§ **TRY IT**: Repeat the data exactly, every last line of it.

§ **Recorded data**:
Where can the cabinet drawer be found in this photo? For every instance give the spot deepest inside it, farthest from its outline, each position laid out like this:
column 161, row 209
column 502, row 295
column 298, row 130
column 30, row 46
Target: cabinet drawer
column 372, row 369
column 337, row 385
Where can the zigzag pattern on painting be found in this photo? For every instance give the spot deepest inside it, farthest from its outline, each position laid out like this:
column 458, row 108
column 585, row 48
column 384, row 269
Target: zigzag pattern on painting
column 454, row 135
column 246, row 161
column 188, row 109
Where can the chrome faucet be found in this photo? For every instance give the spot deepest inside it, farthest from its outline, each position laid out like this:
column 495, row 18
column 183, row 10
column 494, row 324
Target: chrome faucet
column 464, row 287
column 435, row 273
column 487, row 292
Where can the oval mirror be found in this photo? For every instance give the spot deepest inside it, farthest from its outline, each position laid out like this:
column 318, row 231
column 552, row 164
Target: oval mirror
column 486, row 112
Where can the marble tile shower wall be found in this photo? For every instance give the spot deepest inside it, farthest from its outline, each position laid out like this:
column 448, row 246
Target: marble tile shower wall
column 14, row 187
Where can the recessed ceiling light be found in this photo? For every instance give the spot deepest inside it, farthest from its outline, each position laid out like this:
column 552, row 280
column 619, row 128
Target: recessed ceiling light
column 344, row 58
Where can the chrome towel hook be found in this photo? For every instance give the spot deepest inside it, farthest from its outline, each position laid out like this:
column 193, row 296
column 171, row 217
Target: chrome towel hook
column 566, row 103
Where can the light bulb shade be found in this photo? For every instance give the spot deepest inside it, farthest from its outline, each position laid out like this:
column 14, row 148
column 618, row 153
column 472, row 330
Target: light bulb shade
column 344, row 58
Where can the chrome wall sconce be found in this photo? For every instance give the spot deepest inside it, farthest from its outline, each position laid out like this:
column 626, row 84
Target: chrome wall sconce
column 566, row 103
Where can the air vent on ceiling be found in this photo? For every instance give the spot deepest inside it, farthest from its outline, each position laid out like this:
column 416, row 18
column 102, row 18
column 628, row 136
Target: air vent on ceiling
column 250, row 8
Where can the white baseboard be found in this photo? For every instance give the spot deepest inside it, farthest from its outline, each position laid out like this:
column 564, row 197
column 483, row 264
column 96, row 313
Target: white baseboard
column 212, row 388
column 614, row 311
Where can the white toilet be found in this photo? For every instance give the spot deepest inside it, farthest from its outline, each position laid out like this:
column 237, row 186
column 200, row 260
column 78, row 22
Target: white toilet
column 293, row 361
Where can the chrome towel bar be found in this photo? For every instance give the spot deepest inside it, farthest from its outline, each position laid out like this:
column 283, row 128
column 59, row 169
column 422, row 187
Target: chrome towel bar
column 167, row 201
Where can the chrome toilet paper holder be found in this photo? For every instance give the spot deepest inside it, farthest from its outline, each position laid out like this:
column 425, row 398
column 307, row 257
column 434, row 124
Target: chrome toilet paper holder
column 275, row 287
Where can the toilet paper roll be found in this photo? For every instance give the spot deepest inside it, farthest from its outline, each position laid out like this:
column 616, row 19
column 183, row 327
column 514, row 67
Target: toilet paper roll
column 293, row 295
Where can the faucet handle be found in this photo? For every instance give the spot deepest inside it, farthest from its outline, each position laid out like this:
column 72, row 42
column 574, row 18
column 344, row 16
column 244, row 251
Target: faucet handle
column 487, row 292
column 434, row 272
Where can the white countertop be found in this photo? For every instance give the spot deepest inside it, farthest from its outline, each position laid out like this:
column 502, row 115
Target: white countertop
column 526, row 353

§ **TASK RESULT**:
Where can the cabinet drawer be found in this photo? For every instance give the spot deepest inside it, farthest from its outline, each position laid out like this:
column 161, row 209
column 502, row 295
column 298, row 130
column 30, row 46
Target: cabinet drawer
column 372, row 369
column 337, row 385
Where can the zigzag pattern on painting be found in this photo? For every instance give the spot deepest inside it, farthest from its outline, each position laid out like this:
column 458, row 108
column 585, row 48
column 384, row 269
Target: zigzag pattern on painting
column 454, row 135
column 246, row 161
column 188, row 109
Where can the chrome faucet be found in this photo? For every instance give the spot deepest inside it, farthest from its outline, each position laid out like this:
column 495, row 18
column 183, row 10
column 494, row 324
Target: chrome faucet
column 464, row 287
column 435, row 273
column 487, row 292
Where can the oval mirror be found in this photo? For every instance give the spot deepest inside it, farthest from its outline, each position laid out like this:
column 318, row 231
column 552, row 164
Target: oval mirror
column 486, row 112
Where can the marble tile shower wall be found in this photo? For every instance give the spot deepest inside it, farthest from its outline, each position laid out like this:
column 448, row 246
Target: marble tile shower wall
column 14, row 187
Where can the recessed ceiling light be found in this photo? For every instance give the spot deepest inside it, farthest from its outline, each position laid out like this:
column 552, row 280
column 619, row 128
Target: recessed ceiling light
column 344, row 58
Where can the chrome towel hook be found in this photo? For every instance give the spot deepest inside it, farthest from its outline, each position laid out like this:
column 193, row 296
column 171, row 217
Target: chrome towel hook
column 566, row 103
Where can the light bulb shade be found in this photo? For every instance give the spot deepest inside it, farthest from its outline, each position laid out like this:
column 14, row 148
column 618, row 153
column 472, row 330
Target: light bulb shade
column 344, row 58
Where can the chrome wall sconce be found in this photo? For every instance give the spot deepest inside it, farthest from its outline, each position laid out like this:
column 626, row 84
Target: chrome wall sconce
column 566, row 103
Where can the air vent on ceiling be found in this photo? For every instance give the spot deepest inside it, farthest from its outline, each position laid out like this:
column 416, row 18
column 102, row 18
column 628, row 136
Target: air vent on ceiling
column 250, row 8
Where can the white baseboard be found in this photo? For every instance give the spot deepest inside it, farthest from its outline, each position laid out like this:
column 564, row 197
column 483, row 264
column 96, row 313
Target: white baseboard
column 212, row 388
column 614, row 311
Where can the white toilet be found in this photo? For every instance give the spot deepest inside it, farthest from its outline, each position laid out like this:
column 237, row 186
column 200, row 260
column 78, row 22
Target: white toilet
column 293, row 361
Where can the chrome towel bar be found in this photo? For every instance give the spot deepest inside it, farthest from its outline, each position laid out like this:
column 283, row 128
column 59, row 169
column 422, row 187
Target: chrome towel bar
column 167, row 201
Where can the chrome toilet paper holder be found in this photo? For every instance give the spot deepest inside it, farthest from its outline, each position laid out like this:
column 425, row 398
column 307, row 257
column 434, row 124
Target: chrome toilet paper holder
column 275, row 287
Where can the toilet paper roll be found in this photo? For every instance give the spot deepest inside it, farthest from its outline, each position laid out like this:
column 616, row 19
column 183, row 327
column 514, row 67
Target: toilet paper roll
column 293, row 295
Where can the faucet handle be found in this photo? For every instance give the spot deepest inside it, farthest from its outline, each position laid out like this:
column 72, row 42
column 574, row 18
column 344, row 16
column 244, row 251
Target: faucet handle
column 487, row 292
column 434, row 272
Where can the white countertop be found in this photo? For every instance give the spot deepest inside it, farthest from its outline, each position laid out like this:
column 502, row 115
Target: white countertop
column 526, row 353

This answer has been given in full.